Quoted text |
────────
Why Playwright is Technically Superior

Here is a deep dive into why Playwright is dominating the testing space right now.

The Complete Workflow: From Engine to Report

Before we dive into the specific features, let's look at the entire lifecycle of a Playwright test. Understanding this flow is key to understanding why it's so fast and reliable:

1. Bi-directional Architecture (No more HTTP latency!)

Older frameworks like Selenium use the WebDriver protocol. Every command (like clicking a button) is sent as an HTTP request. This is slow and prone to timing issues.

Playwright connects directly to the browser engine using WebSockets (via Chrome DevTools Protocol - CDP). Playwright instantly knows when a network request fires or when the DOM changes.

2. Auto-Waiting (Goodbye sleep()... mostly)

Flaky tests are the enemy of CI/CD.
Playwright has built-in Actionability Checks. Before it clicks a button, it automatically ensures the button is:

  • Attached to the DOM
  • Visible
  • Stable (not jumping around due to CSS animations)

This eliminates 99% of the need for hardcoded sleep statements. While Playwright still provides await page.waitForTimeout() for specific edge cases (like waiting for an unpredictable third-party API or backend cron job), for standard UI interactions, it just waits intelligently.

3. Browser Contexts (Fast Isolation)

Launching a browser is expensive. Playwright solves this with Browser Contexts.
Think of a Context as a lightning-fast Incognito window. Playwright launches the browser binary once, and then spins up a new isolated Context for each test case in milliseconds. Clean cookies, clean local storage, zero cross-test pollution.

The Game Changer: Trace Viewer

If you take away one thing from this article, let it be this. Trace Viewer

When your test fails on GitHub Actions, Playwright outputs a Trace file. You download it, run npx playwright show-trace, and you get a full time-travel GUI:

  • A DOM snapshot (the actual DOM you can inspect!) for every single action.
  • Network requests, console logs, and source code mapping.

It's literally a DVR for your test failures.

The Verdict: Cucumber vs Playwright

It's important to remember that Cucumber isn't a bad tool—it just solves a different problem. Cucumber is a collaboration tool designed to bridge the gap between business stakeholders and developers using plain English. If your Product Owners are actively involved in writing and reviewing .feature files, Cucumber is doing exactly what it was built for.

However, if your E2E tests are strictly an engineering endeavor—written by devs, for devs—that Gherkin layer becomes an unnecessary translation burden. Playwright removes that friction, offering incredible speed, modern architecture, and debugging tools that actually make sense to engineers.
────────
Data records |
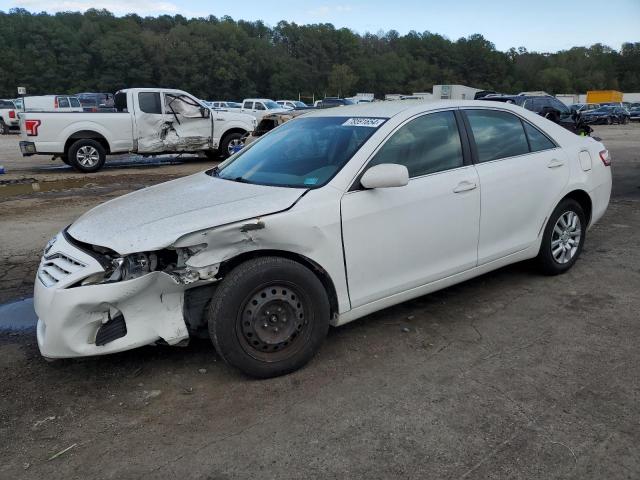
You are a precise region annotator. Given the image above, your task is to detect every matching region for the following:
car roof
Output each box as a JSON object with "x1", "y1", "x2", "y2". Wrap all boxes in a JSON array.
[{"x1": 305, "y1": 100, "x2": 536, "y2": 118}]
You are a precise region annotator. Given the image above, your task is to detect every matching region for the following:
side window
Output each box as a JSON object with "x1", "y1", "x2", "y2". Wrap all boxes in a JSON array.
[
  {"x1": 466, "y1": 110, "x2": 529, "y2": 163},
  {"x1": 164, "y1": 93, "x2": 202, "y2": 118},
  {"x1": 138, "y1": 92, "x2": 162, "y2": 115},
  {"x1": 370, "y1": 112, "x2": 463, "y2": 177},
  {"x1": 522, "y1": 122, "x2": 556, "y2": 152}
]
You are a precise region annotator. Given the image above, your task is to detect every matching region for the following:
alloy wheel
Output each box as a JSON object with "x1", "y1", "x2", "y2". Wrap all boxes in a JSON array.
[
  {"x1": 76, "y1": 145, "x2": 100, "y2": 168},
  {"x1": 551, "y1": 210, "x2": 582, "y2": 264}
]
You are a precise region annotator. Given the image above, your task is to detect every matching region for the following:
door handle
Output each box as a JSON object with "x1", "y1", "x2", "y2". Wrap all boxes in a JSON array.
[
  {"x1": 547, "y1": 158, "x2": 564, "y2": 168},
  {"x1": 453, "y1": 180, "x2": 478, "y2": 193}
]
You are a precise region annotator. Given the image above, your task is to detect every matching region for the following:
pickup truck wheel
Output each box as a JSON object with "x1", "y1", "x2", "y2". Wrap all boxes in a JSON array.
[
  {"x1": 220, "y1": 133, "x2": 243, "y2": 158},
  {"x1": 208, "y1": 257, "x2": 330, "y2": 378},
  {"x1": 68, "y1": 139, "x2": 107, "y2": 173}
]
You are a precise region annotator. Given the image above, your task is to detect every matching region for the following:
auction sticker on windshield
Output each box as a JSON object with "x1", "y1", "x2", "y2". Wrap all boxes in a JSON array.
[{"x1": 342, "y1": 117, "x2": 385, "y2": 128}]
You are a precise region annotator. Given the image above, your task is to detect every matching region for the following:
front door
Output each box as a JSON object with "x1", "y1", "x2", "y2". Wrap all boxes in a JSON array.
[{"x1": 341, "y1": 111, "x2": 480, "y2": 308}]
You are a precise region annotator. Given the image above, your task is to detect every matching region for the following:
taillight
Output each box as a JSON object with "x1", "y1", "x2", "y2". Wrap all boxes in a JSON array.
[{"x1": 24, "y1": 120, "x2": 42, "y2": 137}]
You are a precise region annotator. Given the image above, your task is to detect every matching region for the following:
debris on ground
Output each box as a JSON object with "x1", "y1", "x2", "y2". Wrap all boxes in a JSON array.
[{"x1": 47, "y1": 443, "x2": 78, "y2": 462}]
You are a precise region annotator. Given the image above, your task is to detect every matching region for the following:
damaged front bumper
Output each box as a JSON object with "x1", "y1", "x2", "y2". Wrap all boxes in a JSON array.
[{"x1": 34, "y1": 233, "x2": 189, "y2": 358}]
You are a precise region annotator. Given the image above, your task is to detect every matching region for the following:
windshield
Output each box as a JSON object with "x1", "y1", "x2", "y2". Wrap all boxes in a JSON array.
[
  {"x1": 211, "y1": 117, "x2": 386, "y2": 188},
  {"x1": 262, "y1": 100, "x2": 282, "y2": 110}
]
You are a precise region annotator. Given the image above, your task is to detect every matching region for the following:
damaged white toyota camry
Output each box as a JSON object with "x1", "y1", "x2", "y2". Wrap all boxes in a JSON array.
[{"x1": 34, "y1": 101, "x2": 611, "y2": 377}]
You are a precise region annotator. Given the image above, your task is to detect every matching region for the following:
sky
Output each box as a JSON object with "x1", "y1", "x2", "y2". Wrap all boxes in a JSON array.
[{"x1": 0, "y1": 0, "x2": 640, "y2": 52}]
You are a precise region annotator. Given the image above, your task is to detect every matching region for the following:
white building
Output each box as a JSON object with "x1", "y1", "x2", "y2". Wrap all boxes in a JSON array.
[{"x1": 433, "y1": 85, "x2": 482, "y2": 100}]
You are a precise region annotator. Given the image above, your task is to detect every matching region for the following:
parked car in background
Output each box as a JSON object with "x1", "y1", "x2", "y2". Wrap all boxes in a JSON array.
[
  {"x1": 0, "y1": 100, "x2": 20, "y2": 135},
  {"x1": 580, "y1": 105, "x2": 630, "y2": 125},
  {"x1": 23, "y1": 95, "x2": 84, "y2": 112},
  {"x1": 20, "y1": 88, "x2": 256, "y2": 172},
  {"x1": 480, "y1": 94, "x2": 579, "y2": 133},
  {"x1": 276, "y1": 100, "x2": 313, "y2": 110},
  {"x1": 33, "y1": 100, "x2": 611, "y2": 378},
  {"x1": 318, "y1": 97, "x2": 355, "y2": 108},
  {"x1": 205, "y1": 100, "x2": 242, "y2": 108},
  {"x1": 76, "y1": 93, "x2": 116, "y2": 112},
  {"x1": 569, "y1": 103, "x2": 600, "y2": 113},
  {"x1": 240, "y1": 98, "x2": 289, "y2": 121},
  {"x1": 241, "y1": 110, "x2": 305, "y2": 148}
]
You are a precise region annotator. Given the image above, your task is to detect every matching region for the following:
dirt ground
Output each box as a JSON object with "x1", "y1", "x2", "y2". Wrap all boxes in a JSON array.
[{"x1": 0, "y1": 124, "x2": 640, "y2": 479}]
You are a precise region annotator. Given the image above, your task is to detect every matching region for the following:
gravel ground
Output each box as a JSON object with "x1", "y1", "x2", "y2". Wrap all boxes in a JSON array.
[{"x1": 0, "y1": 124, "x2": 640, "y2": 479}]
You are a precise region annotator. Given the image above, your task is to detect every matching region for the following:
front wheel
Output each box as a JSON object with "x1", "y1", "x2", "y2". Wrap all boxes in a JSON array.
[
  {"x1": 536, "y1": 198, "x2": 587, "y2": 275},
  {"x1": 65, "y1": 139, "x2": 107, "y2": 173},
  {"x1": 208, "y1": 257, "x2": 330, "y2": 378}
]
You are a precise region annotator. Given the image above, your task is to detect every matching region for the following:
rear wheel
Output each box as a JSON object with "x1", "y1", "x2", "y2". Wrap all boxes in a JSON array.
[
  {"x1": 65, "y1": 139, "x2": 107, "y2": 173},
  {"x1": 208, "y1": 257, "x2": 329, "y2": 378},
  {"x1": 536, "y1": 198, "x2": 587, "y2": 275}
]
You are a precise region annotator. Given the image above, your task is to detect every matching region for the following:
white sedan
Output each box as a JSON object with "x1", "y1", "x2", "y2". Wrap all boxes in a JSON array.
[{"x1": 34, "y1": 101, "x2": 611, "y2": 377}]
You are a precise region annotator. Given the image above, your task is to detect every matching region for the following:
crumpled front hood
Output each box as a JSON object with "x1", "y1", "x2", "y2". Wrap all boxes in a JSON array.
[{"x1": 68, "y1": 172, "x2": 305, "y2": 255}]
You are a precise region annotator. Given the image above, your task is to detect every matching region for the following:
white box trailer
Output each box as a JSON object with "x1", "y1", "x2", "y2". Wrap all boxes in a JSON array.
[
  {"x1": 433, "y1": 85, "x2": 482, "y2": 100},
  {"x1": 556, "y1": 93, "x2": 580, "y2": 105}
]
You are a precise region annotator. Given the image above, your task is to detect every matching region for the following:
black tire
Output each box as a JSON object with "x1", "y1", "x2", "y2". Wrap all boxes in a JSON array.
[
  {"x1": 65, "y1": 138, "x2": 107, "y2": 173},
  {"x1": 536, "y1": 198, "x2": 587, "y2": 275},
  {"x1": 218, "y1": 133, "x2": 243, "y2": 158},
  {"x1": 208, "y1": 257, "x2": 330, "y2": 378}
]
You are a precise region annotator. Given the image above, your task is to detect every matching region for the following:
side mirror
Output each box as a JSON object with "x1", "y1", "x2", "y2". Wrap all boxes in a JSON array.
[{"x1": 360, "y1": 163, "x2": 409, "y2": 188}]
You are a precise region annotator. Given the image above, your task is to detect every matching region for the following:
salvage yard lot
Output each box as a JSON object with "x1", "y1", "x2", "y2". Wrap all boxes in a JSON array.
[{"x1": 0, "y1": 124, "x2": 640, "y2": 479}]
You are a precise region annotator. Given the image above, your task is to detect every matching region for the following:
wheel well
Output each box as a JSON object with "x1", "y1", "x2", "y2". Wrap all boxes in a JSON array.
[
  {"x1": 563, "y1": 190, "x2": 593, "y2": 225},
  {"x1": 64, "y1": 130, "x2": 110, "y2": 155},
  {"x1": 218, "y1": 250, "x2": 338, "y2": 317}
]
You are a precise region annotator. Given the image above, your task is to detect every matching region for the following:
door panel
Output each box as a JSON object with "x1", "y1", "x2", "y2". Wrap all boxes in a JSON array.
[
  {"x1": 163, "y1": 93, "x2": 214, "y2": 152},
  {"x1": 476, "y1": 148, "x2": 569, "y2": 265},
  {"x1": 342, "y1": 166, "x2": 480, "y2": 308}
]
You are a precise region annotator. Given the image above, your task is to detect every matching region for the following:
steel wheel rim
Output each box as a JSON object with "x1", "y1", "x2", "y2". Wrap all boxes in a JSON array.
[
  {"x1": 551, "y1": 210, "x2": 582, "y2": 265},
  {"x1": 227, "y1": 138, "x2": 243, "y2": 155},
  {"x1": 76, "y1": 145, "x2": 100, "y2": 167},
  {"x1": 236, "y1": 281, "x2": 310, "y2": 362}
]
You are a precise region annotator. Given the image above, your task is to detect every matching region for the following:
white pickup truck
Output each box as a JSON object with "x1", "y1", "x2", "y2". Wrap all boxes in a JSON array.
[{"x1": 19, "y1": 88, "x2": 256, "y2": 173}]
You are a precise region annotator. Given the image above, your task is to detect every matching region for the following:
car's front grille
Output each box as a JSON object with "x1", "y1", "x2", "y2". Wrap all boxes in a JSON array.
[{"x1": 38, "y1": 253, "x2": 86, "y2": 287}]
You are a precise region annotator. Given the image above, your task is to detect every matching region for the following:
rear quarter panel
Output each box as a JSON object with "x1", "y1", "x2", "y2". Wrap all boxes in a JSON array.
────────
What is being asked |
Output the passage of the Playwright article that begins at the words "Flaky tests are" and stops after "Contexts (Fast Isolation)", copying it character for character.

Solved exercise |
Flaky tests are the enemy of CI/CD.
Playwright has built-in Actionability Checks. Before it clicks a button, it automatically ensures the button is:

  • Attached to the DOM
  • Visible
  • Stable (not jumping around due to CSS animations)

This eliminates 99% of the need for hardcoded sleep statements. While Playwright still provides await page.waitForTimeout() for specific edge cases (like waiting for an unpredictable third-party API or backend cron job), for standard UI interactions, it just waits intelligently.

3. Browser Contexts (Fast Isolation)